* **Stated goal**
Starting with the line that contains "line and return the coordinates.", copy every line through the end of the data below, exactly and with nothing added.

* **Recorded data**
====

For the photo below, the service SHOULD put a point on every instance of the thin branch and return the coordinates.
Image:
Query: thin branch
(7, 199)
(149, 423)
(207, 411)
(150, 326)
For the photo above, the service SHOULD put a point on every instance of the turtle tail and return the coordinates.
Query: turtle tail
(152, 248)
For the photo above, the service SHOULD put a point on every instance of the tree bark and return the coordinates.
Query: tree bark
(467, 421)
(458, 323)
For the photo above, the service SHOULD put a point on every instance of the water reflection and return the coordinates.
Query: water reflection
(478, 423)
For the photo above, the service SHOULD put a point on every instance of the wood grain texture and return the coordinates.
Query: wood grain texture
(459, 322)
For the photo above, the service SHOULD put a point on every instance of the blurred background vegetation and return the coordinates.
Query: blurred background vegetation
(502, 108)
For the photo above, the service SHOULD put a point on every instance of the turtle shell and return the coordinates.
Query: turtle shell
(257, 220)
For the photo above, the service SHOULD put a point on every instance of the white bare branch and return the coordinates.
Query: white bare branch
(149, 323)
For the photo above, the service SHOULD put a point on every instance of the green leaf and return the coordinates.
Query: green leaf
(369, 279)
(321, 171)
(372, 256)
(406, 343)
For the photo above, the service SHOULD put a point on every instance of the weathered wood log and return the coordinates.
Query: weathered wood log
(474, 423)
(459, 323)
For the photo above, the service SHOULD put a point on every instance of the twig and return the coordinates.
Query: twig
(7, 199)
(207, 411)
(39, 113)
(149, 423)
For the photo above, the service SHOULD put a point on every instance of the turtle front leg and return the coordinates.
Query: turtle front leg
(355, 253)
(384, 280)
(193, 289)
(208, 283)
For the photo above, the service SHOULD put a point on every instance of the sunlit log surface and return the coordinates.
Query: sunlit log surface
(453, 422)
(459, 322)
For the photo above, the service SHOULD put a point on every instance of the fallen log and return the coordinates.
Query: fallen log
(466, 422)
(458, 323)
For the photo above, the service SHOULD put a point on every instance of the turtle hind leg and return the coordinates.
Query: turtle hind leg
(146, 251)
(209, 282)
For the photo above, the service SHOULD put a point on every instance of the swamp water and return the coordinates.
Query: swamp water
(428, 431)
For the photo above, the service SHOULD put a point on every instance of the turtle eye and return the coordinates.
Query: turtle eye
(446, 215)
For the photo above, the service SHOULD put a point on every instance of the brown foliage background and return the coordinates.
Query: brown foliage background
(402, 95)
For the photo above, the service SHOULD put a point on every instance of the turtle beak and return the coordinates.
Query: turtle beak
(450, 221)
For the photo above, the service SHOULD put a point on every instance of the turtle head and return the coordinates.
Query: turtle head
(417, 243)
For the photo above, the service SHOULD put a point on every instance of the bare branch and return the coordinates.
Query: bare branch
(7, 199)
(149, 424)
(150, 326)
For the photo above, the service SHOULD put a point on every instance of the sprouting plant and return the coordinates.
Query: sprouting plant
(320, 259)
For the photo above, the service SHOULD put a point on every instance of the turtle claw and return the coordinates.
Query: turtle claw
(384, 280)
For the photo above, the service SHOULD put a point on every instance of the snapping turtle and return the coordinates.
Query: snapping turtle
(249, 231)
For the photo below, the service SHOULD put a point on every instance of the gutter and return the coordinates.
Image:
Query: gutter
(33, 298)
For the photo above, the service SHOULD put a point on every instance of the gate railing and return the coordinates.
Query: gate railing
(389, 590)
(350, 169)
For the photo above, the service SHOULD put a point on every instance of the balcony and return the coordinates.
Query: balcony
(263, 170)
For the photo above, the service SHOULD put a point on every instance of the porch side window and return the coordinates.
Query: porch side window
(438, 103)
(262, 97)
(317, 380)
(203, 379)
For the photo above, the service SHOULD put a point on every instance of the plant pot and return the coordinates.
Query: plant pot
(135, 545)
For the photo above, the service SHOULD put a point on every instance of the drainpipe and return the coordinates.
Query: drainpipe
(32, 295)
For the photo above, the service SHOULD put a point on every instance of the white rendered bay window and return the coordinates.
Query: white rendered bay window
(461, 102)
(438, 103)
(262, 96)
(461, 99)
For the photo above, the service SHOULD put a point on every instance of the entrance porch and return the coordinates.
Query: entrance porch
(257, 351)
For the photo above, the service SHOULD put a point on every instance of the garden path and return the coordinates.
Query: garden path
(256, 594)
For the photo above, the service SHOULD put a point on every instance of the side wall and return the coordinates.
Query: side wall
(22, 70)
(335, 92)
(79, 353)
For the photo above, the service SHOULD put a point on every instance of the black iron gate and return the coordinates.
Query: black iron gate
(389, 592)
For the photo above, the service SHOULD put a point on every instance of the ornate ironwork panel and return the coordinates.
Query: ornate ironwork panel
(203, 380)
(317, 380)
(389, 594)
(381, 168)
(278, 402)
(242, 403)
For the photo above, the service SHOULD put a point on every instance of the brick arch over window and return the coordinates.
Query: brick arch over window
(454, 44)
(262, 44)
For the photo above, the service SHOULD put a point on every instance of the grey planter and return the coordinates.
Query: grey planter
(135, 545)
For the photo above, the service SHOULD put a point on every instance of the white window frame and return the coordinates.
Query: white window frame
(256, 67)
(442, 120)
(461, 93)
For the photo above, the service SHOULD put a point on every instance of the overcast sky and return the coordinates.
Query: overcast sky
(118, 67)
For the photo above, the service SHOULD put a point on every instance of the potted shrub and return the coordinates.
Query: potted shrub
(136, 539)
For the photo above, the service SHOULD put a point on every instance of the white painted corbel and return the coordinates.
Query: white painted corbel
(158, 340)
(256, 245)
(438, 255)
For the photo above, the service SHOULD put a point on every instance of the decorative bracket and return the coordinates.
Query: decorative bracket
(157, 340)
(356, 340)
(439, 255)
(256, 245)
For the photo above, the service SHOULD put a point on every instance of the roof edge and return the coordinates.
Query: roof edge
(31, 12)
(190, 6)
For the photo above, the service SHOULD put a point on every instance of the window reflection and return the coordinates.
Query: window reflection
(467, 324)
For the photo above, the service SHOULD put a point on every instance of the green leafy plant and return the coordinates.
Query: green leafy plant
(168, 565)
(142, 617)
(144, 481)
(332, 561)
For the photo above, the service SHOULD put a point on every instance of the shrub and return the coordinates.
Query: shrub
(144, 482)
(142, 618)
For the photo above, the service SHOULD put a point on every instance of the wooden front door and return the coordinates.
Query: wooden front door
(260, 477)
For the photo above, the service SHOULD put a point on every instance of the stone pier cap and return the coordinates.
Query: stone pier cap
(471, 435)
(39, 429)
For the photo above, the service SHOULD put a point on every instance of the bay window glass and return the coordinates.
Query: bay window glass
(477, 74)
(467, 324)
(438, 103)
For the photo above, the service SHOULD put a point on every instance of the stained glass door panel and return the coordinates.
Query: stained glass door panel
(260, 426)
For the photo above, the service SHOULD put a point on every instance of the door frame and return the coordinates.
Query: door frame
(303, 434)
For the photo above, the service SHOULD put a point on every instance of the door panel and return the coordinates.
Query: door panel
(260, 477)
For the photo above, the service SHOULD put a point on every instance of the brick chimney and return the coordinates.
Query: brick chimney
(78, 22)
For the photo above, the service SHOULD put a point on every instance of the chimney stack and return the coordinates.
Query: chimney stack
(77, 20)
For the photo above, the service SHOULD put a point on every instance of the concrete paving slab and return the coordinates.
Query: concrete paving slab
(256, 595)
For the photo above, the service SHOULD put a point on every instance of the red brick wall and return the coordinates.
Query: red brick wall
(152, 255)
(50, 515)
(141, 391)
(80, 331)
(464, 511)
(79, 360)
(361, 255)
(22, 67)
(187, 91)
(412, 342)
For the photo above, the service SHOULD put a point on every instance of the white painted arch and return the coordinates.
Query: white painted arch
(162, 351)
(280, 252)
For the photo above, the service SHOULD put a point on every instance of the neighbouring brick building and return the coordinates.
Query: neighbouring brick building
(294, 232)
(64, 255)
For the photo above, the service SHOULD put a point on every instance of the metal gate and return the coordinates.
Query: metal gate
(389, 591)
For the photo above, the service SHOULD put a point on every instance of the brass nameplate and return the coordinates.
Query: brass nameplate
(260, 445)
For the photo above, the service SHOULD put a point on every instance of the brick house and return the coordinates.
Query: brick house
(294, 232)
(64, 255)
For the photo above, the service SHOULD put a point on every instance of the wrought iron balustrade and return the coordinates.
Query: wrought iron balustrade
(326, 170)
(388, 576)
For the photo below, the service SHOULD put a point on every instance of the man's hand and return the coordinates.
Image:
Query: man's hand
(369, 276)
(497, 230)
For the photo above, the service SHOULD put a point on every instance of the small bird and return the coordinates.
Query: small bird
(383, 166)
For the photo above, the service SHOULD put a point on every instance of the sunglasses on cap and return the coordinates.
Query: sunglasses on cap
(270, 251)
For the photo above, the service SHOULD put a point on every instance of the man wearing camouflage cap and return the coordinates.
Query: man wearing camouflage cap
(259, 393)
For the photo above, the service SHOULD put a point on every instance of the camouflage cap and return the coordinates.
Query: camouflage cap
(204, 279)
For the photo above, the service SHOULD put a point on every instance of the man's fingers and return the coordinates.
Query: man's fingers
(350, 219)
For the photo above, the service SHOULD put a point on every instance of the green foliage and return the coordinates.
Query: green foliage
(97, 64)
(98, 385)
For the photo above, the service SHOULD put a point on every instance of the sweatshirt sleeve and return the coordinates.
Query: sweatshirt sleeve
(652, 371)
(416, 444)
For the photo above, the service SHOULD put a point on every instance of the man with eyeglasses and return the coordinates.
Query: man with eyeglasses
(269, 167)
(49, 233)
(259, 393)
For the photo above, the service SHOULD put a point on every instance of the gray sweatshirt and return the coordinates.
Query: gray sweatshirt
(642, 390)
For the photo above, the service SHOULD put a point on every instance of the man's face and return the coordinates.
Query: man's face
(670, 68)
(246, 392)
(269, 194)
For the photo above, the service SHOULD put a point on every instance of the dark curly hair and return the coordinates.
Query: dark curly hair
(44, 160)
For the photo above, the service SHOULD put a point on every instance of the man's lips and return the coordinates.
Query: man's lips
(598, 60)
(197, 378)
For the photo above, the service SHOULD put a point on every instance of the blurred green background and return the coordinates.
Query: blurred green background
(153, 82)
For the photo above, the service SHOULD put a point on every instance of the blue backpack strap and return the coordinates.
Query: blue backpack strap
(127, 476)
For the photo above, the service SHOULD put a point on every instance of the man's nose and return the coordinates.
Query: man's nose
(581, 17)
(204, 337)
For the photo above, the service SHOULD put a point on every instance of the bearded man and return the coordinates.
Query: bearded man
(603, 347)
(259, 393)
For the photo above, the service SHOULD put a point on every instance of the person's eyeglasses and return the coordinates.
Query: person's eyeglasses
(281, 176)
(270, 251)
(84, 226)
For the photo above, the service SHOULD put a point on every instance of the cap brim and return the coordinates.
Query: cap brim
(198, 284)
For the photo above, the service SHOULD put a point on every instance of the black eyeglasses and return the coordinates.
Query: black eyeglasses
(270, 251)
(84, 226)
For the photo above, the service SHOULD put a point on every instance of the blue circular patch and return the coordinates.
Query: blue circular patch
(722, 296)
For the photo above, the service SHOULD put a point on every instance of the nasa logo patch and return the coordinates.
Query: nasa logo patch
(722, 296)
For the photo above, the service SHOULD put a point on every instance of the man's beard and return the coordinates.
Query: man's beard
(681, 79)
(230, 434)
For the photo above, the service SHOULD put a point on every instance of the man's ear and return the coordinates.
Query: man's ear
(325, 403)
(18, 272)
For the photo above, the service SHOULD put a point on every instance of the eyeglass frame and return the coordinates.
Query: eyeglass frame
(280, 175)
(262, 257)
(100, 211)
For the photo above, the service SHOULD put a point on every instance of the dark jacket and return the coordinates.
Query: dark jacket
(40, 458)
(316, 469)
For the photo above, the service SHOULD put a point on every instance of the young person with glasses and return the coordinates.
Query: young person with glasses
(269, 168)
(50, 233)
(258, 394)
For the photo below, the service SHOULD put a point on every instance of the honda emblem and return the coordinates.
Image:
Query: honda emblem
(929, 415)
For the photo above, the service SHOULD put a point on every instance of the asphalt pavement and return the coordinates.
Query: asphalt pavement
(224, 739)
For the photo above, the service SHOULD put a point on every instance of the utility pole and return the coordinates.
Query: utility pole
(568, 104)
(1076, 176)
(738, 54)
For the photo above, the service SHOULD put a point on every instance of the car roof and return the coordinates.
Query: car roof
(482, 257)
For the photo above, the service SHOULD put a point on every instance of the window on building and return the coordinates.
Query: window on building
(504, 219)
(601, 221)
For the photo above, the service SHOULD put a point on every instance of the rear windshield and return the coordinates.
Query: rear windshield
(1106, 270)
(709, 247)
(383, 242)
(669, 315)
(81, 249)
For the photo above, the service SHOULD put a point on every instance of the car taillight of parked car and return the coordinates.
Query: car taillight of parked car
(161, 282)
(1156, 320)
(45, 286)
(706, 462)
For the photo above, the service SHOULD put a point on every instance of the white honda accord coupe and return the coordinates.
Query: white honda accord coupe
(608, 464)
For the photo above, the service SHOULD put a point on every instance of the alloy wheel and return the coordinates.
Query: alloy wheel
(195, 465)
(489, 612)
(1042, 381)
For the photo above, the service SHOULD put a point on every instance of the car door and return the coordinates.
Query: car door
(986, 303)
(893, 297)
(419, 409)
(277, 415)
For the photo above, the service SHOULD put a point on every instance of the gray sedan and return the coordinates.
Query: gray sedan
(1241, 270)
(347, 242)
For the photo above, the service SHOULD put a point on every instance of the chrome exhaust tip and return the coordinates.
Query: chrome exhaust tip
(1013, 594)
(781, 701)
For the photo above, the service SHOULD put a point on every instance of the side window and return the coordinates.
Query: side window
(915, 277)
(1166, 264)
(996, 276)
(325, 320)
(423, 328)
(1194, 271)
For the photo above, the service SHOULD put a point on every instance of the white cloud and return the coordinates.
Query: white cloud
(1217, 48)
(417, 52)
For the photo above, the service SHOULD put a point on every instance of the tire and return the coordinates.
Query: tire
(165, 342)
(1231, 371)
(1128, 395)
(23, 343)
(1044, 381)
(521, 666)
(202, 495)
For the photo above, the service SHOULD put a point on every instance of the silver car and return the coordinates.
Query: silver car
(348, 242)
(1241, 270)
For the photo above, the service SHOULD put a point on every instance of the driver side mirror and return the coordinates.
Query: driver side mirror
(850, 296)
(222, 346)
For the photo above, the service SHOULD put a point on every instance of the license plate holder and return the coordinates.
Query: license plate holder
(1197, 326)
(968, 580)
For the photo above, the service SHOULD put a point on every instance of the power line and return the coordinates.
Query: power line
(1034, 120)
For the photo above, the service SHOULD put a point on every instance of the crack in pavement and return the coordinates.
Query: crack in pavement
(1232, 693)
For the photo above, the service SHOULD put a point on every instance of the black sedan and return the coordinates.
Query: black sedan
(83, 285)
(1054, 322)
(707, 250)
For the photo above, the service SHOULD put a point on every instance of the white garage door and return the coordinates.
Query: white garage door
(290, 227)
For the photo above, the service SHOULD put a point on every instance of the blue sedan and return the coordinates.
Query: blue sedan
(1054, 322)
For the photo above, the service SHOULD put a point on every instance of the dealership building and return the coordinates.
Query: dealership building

====

* **Output for this task**
For the photo above, the service SHOULD put a point on every instance of the power line and return the coordinates.
Query: power line
(1034, 120)
For the photo above, the service SHOULD put a point on every instance of the crack in pavement and return the coordinates.
Query: crack in pavement
(1232, 693)
For the photo above, the service SHOULD put a point on every instance of the black sedan and return the coordinates.
Query: black sedan
(83, 285)
(1054, 322)
(707, 250)
For the photo above, the service SHOULD put a point on every instance of the white garage door and return the coordinates.
Query: white garage door
(290, 227)
For the photo above, the service SHOULD put a point on every instance of the blue sedan and return the coordinates.
Query: blue sedan
(1054, 322)
For the photo above, the service SHOULD put a point on every instance of the dealership building and return the coordinates.
Query: dealership building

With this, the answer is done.